-- Dataset --

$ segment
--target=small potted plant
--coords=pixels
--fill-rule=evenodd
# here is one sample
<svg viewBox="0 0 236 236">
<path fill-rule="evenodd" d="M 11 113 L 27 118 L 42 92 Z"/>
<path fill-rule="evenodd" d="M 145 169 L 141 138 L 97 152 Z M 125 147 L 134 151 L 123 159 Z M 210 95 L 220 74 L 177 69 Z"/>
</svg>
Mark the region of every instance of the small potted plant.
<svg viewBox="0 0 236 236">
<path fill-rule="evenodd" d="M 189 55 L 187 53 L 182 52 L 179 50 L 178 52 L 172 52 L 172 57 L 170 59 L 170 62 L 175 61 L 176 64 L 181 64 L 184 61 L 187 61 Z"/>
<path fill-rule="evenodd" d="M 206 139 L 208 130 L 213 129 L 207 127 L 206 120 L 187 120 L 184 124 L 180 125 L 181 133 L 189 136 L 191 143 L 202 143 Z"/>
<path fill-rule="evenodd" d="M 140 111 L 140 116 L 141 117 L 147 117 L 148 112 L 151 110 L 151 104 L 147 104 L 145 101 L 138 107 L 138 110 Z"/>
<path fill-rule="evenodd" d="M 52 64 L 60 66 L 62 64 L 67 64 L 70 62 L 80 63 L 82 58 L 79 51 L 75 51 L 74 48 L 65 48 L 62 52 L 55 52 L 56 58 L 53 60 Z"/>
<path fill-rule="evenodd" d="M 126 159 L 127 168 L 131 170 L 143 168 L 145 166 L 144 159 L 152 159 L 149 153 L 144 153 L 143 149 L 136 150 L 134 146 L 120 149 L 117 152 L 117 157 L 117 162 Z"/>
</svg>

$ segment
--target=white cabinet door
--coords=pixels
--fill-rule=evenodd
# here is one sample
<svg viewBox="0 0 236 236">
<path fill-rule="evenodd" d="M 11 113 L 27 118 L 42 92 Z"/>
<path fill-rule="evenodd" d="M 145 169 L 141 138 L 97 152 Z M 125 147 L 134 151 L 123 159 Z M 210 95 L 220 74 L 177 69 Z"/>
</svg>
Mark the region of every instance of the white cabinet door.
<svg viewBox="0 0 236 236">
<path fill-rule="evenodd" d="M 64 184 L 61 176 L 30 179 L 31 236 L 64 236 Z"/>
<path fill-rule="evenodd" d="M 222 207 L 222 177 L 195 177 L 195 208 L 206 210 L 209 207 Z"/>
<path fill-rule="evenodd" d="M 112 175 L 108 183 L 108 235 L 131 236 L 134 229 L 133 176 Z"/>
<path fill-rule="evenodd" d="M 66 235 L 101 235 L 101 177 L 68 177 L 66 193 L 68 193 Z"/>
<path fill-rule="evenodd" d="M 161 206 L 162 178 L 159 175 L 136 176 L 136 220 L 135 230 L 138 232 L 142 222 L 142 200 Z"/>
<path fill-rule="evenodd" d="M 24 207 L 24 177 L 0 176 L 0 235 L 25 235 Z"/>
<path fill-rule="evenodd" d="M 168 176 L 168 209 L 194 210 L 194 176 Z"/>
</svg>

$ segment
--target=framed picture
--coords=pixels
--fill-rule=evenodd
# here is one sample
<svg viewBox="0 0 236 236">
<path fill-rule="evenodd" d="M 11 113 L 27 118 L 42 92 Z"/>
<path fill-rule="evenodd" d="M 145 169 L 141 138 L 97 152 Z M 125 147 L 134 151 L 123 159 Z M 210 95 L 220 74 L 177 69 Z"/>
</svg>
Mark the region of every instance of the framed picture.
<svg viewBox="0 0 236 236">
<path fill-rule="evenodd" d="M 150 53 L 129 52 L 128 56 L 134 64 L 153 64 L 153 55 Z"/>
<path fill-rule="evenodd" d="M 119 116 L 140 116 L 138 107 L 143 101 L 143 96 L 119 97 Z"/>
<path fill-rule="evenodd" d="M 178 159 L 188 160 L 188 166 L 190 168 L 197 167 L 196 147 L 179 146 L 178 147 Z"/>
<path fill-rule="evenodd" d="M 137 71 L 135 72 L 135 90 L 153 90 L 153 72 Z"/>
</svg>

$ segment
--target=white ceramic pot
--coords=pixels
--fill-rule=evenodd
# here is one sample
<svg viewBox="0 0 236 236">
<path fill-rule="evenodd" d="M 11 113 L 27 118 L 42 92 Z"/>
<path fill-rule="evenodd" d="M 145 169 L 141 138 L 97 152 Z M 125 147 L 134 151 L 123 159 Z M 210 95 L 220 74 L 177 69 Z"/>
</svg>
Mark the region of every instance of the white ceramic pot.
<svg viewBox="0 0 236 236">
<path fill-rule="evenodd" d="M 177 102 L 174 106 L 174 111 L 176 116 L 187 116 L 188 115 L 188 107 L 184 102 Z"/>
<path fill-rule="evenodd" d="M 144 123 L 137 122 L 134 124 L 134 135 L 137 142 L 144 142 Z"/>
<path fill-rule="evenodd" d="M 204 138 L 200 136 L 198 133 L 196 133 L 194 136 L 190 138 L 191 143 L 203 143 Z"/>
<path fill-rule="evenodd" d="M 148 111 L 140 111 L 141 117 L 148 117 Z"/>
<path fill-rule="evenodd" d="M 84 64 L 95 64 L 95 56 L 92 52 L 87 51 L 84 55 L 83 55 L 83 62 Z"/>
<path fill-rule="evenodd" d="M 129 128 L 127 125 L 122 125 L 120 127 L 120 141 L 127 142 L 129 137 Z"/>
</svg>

-- The task --
Copy the records from their start through the line containing "140 111 L 140", including that line and the requests. Multiply every number in the answer outlines (the viewBox values and point coordinates) by 0.25 and round each to a whole number, rounding halves up; keep all numbers in the requests and their sample outlines unchanged.

-- Answer to the problem --
$ segment
--target=small potted plant
--coords=pixels
--fill-rule=evenodd
# here is one sample
<svg viewBox="0 0 236 236">
<path fill-rule="evenodd" d="M 11 113 L 27 118 L 42 92 Z"/>
<path fill-rule="evenodd" d="M 145 169 L 141 138 L 97 152 Z M 125 147 L 134 151 L 123 159 Z M 210 95 L 220 74 L 177 69 Z"/>
</svg>
Mark the region of every instance of the small potted plant.
<svg viewBox="0 0 59 59">
<path fill-rule="evenodd" d="M 47 14 L 47 13 L 46 13 L 45 13 L 45 13 L 43 13 L 43 14 L 43 15 L 43 16 L 44 15 L 44 16 L 45 16 L 46 15 L 47 15 Z"/>
<path fill-rule="evenodd" d="M 52 35 L 52 33 L 53 32 L 52 32 L 52 30 L 47 30 L 46 31 L 45 31 L 45 33 L 47 34 L 48 36 L 51 36 Z"/>
<path fill-rule="evenodd" d="M 35 28 L 35 29 L 35 29 L 37 29 L 37 28 L 38 28 L 38 26 L 37 26 L 36 25 L 35 27 L 35 28 Z"/>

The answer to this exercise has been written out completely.